• _What to do_:
- a) Repeat part of the post on an infrastructure jobs bill word for word. Begin at the words "2) Addressing staggering" and stop after "across state borders.".
- b) In the post on an infrastructure jobs bill, what is the estimated five-year investment need given with the 2009 report card?

--- Text provided ---

August 3, 2011

Economics 101

Democracy in America has become one of my must-read feeds. The articles are short and insightful. Plus, the analysis doesn't collapse under the weight of unwieldy statistics or abstract mathematics.

This post reiterates a contention that's been mentioned repeatedly by one of the authors, i.e. that we should be crafting a jobs bill with all possible haste. The original article adumbrates the argument for doing so, based on the incredibly favorable interest rates, so I'll just address the political calculus.

Congressional Dems should offer a comprehensive infrastructure-oriented jobs bill, appealing to the legacy of FDR and reminding the people that his Alphabet Soup policies were a major part of ending the Great Depression. I could wax ad nauseam about my frustrations with the Dems, but among the most inscrutable of their flaws is their continued inability to market anything. They allowed GOP strategists to completely control the healthcare conversation, and they were held hostage to the Republicans again on this most recent budget fiasco.

If they were to draft a jobs bill aimed at addressing the nation's woefully under-appreciated infrastructure inadequacies, they could market it easily. Heck, just show The History Channel's special: America's Crumbling Infrastructure on the floor of the Senate and encourage Americans to watch. Then plaster the report card issued by the American Society of Civil Engineers all over the major networks and insist that the public pay attention. The Report Card from the most recent year, 2009, is as follows:


2009 Grades
Aviation D
Bridges C
Dams D
Drinking Water D-
Energy D+
Hazardous Waste D
Inland Waterways D-
Levees D-
Public Parks and Recreation C-
Rail C-
Roads D-
Schools D
Solid Waste C+
Transit D
Wastewater D-
America’s Infrastructure GPA: D
Estimated 5 Year Investment Need: $2.2 Trillion

($2.2 trillion, incidentally, is the amount of money that the non-partisan CBO estimates that the United States would bring in if it eliminated the Bush Tax Cuts for couples making over $250,000 a year.) 
The marketing of this is twofold: 
1) Putting people back to work and reducing the number of people who have to make use of welfare services, e.g. unemployment, food stamps, Medicaid.
2) Addressing staggering deficiencies in our nation's ability to recover from this economic downturn. (Good luck shipping corn from Iowa, cars from Alabama, and new pharmaceuticals from North Carolina over bridges that fall apart and through tunnels that have to be closed due to structural fatigue.) 
Explain that, interest rates being what they currently are, this would actually SAVE the United States money, and let the Republicans argue against it. Articulate how difficult it will be for that nebulous deus-ex-machina of "private industry" the GOP constantly invokes to create jobs if they can't ship goods across state borders. 
If it's accompanied by a proper delineation of the math surrounding the Bush Tax Cuts, and Obama promises he will renew them for all those making less than $250,000/yr, how could this possibly fail to win popular support? If the Dems would stop lying on the mat and complaining to the ref that their counterparts used an unfair move, they could get up, take a more aggressive posture, and control the match. Force the GOP either to collaborate on a bill that really ought to have bipartisan support, or to try and explain to the voters why they wouldn't.

--- Entries provided ---

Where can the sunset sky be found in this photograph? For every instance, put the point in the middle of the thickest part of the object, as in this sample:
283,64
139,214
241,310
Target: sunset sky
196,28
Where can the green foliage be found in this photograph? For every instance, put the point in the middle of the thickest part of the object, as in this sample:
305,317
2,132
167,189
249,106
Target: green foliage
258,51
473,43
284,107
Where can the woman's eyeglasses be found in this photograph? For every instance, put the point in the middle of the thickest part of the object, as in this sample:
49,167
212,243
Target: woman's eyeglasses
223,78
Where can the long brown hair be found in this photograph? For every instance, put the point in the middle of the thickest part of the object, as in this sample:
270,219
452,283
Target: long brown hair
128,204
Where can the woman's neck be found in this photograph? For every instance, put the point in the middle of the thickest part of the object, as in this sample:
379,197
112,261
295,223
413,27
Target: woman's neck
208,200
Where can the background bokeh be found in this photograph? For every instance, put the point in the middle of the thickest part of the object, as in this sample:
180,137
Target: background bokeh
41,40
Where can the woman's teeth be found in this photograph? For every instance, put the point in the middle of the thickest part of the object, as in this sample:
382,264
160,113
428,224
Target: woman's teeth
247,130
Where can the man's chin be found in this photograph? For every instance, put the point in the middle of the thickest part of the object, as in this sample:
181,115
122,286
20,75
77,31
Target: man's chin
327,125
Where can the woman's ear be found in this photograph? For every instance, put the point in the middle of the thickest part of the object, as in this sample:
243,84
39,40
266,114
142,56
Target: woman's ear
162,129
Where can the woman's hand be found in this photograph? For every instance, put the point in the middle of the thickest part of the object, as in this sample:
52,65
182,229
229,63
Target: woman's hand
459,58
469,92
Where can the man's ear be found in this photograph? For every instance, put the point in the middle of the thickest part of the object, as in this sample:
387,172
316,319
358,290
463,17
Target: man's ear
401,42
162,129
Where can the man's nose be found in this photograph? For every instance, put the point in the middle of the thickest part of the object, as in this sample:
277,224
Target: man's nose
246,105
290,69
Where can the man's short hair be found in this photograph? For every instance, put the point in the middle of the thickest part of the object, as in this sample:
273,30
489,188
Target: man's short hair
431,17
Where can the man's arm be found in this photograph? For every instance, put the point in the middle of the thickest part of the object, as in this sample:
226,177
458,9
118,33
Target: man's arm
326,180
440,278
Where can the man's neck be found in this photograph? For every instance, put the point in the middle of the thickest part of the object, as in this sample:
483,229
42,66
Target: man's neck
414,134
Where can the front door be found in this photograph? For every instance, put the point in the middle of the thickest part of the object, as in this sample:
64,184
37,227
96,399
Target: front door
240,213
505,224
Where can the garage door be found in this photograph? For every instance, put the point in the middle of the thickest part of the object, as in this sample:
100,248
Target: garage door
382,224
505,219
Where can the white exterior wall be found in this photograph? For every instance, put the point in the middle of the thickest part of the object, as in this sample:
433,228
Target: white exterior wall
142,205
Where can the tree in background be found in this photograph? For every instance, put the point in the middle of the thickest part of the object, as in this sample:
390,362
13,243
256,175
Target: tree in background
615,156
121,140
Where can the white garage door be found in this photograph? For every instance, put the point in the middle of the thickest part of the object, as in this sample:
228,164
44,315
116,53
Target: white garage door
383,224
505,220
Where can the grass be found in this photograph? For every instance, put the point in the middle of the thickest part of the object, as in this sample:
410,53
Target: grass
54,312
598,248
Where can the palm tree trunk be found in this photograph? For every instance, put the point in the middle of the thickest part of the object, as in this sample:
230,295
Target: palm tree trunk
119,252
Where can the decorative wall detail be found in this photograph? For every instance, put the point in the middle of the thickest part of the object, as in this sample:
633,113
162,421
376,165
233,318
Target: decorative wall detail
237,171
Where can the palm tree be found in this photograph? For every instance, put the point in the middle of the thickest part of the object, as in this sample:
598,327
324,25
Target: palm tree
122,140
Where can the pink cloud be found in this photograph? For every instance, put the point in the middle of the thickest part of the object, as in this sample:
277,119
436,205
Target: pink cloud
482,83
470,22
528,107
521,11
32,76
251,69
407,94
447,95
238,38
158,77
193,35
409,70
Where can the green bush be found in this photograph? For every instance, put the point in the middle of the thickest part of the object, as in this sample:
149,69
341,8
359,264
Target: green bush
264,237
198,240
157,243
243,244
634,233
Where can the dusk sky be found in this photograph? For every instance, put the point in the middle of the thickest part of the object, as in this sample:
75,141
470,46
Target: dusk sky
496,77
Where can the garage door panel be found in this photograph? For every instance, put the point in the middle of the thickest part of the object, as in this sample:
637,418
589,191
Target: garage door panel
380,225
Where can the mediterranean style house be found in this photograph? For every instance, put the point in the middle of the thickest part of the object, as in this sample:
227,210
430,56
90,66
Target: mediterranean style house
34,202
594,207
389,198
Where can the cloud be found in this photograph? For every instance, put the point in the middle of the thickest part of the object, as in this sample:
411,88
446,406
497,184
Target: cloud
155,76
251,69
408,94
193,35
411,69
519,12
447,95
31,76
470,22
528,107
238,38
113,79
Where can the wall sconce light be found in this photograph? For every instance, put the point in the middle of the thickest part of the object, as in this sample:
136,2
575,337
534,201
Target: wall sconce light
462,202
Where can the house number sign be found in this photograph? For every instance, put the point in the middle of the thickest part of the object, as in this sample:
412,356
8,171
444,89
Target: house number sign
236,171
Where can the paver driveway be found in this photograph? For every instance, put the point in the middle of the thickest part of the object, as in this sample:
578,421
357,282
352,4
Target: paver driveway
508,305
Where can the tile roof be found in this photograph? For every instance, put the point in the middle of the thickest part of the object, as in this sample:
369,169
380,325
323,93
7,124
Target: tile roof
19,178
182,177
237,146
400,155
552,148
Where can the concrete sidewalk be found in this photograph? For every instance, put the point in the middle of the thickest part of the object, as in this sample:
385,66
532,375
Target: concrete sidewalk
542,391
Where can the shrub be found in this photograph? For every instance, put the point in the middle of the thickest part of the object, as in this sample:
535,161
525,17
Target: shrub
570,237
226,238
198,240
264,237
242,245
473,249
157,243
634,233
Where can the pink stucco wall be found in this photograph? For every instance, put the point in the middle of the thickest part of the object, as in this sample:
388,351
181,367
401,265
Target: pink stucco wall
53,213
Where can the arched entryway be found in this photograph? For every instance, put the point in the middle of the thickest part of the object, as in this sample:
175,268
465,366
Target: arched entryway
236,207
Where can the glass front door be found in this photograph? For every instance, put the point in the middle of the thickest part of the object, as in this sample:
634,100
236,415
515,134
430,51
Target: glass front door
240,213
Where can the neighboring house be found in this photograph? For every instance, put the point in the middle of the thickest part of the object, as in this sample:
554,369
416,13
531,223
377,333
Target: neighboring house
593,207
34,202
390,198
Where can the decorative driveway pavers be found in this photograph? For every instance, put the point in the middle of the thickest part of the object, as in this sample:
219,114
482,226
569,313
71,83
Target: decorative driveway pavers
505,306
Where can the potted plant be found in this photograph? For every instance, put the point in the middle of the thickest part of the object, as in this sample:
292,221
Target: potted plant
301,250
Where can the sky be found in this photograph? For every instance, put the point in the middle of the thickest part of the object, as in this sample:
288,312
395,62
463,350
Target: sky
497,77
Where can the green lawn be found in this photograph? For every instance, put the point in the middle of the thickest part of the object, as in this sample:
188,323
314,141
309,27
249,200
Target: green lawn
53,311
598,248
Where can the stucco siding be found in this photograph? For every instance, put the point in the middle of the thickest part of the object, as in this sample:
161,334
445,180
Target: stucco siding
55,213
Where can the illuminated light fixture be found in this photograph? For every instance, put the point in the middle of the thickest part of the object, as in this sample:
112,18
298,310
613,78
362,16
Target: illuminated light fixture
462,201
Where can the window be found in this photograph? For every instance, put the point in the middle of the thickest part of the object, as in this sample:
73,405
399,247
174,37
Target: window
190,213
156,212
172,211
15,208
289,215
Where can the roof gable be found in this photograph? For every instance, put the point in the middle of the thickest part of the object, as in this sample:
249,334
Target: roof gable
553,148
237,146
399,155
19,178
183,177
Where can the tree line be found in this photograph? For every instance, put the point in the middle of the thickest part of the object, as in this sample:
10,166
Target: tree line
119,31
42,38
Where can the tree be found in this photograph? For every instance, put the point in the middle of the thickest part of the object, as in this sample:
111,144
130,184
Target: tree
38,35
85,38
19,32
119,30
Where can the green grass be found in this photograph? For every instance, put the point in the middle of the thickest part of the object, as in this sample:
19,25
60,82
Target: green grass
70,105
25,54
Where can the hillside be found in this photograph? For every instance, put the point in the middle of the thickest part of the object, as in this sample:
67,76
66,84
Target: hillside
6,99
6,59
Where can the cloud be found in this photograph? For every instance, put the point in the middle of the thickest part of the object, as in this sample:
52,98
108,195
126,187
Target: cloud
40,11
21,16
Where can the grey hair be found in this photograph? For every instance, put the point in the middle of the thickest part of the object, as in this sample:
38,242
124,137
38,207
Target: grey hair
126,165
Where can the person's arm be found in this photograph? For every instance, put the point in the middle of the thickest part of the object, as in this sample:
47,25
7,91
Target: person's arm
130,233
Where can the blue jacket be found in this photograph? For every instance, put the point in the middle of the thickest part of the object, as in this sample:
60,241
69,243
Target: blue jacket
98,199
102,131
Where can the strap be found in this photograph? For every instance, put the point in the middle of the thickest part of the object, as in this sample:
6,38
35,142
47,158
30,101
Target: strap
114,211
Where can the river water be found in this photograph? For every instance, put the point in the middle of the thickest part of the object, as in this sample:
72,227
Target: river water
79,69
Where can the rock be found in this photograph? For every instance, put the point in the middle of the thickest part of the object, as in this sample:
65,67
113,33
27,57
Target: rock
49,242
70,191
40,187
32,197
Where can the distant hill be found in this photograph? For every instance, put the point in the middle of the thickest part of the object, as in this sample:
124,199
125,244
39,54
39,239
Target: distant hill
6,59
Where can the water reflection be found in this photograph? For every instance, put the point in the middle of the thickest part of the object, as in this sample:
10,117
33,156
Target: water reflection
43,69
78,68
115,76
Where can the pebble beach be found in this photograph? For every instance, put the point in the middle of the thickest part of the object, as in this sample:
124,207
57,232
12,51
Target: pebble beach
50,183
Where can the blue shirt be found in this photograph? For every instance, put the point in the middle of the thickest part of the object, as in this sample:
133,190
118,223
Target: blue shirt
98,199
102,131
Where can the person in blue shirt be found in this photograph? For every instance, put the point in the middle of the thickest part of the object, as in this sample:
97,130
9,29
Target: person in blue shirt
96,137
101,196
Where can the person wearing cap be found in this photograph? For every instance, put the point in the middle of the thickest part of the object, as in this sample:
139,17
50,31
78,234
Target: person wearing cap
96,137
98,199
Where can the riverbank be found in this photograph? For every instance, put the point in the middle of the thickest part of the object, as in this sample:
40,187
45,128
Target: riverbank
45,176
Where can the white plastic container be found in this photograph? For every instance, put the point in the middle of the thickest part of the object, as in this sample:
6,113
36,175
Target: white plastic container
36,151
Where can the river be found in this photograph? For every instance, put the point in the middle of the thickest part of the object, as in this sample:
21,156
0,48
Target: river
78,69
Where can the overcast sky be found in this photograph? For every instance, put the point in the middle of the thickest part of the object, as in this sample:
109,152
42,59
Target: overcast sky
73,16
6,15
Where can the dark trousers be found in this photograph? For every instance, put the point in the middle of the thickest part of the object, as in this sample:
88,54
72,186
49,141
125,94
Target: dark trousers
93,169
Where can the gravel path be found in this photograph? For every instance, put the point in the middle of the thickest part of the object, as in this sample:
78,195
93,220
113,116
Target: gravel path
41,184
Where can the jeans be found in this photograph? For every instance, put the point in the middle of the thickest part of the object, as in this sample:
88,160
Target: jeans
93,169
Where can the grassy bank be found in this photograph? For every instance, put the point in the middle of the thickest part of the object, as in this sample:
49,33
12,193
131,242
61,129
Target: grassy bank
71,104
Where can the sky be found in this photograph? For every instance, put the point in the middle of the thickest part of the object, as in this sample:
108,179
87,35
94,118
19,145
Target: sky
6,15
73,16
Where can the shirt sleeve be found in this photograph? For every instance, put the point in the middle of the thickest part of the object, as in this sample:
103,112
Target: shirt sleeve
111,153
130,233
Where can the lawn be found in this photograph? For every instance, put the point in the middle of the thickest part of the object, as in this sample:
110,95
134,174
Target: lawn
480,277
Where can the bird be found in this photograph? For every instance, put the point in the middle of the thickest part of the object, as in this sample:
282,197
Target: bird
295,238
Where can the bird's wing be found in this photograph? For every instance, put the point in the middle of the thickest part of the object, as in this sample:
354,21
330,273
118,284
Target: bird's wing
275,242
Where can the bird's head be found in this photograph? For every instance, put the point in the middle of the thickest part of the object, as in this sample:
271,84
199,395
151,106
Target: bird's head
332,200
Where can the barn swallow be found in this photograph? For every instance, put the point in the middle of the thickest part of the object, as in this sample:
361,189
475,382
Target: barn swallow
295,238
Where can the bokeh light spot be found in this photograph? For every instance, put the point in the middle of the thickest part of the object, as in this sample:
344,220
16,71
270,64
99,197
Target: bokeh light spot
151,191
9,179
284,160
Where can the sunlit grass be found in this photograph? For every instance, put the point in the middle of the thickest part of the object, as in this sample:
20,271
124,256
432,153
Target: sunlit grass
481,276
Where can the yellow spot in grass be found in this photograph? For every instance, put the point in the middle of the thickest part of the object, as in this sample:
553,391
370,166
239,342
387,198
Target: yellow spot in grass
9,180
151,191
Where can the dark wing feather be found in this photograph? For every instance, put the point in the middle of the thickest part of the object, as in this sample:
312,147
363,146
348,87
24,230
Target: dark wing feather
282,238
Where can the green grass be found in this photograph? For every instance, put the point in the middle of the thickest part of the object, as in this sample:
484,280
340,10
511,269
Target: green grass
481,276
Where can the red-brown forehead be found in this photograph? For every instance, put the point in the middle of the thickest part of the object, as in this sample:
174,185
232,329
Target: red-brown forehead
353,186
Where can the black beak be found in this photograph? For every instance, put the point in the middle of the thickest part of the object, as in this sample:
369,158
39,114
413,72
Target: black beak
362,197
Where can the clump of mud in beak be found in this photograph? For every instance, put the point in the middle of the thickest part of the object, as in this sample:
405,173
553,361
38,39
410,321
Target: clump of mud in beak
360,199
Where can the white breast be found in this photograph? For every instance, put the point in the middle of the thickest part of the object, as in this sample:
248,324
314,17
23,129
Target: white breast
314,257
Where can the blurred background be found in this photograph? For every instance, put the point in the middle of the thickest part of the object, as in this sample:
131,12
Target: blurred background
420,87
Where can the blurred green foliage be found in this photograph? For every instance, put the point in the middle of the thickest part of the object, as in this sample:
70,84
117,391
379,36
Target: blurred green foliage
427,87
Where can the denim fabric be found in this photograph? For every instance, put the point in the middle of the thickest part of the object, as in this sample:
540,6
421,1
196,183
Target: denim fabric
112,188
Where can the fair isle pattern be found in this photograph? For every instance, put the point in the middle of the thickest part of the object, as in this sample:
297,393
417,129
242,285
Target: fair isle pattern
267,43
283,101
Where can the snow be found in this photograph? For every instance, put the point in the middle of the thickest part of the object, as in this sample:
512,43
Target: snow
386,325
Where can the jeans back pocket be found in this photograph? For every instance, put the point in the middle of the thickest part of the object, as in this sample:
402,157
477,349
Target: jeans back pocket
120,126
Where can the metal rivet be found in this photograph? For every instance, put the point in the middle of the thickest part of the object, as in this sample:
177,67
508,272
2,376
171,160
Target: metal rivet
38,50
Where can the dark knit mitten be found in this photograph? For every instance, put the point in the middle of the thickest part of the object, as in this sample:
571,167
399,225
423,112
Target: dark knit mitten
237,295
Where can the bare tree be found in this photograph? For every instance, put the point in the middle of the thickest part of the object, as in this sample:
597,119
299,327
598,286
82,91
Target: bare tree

---

• _Solution set_:
- a)
2) Addressing staggering deficiencies in our nation's ability to recover from this economic downturn. (Good luck shipping corn from Iowa, cars from Alabama, and new pharmaceuticals from North Carolina over bridges that fall apart and through tunnels that have to be closed due to structural fatigue.) 
Explain that, interest rates being what they currently are, this would actually SAVE the United States money, and let the Republicans argue against it. Articulate how difficult it will be for that nebulous deus-ex-machina of "private industry" the GOP constantly invokes to create jobs if they can't ship goods across state borders.

- b) $2.2 trillion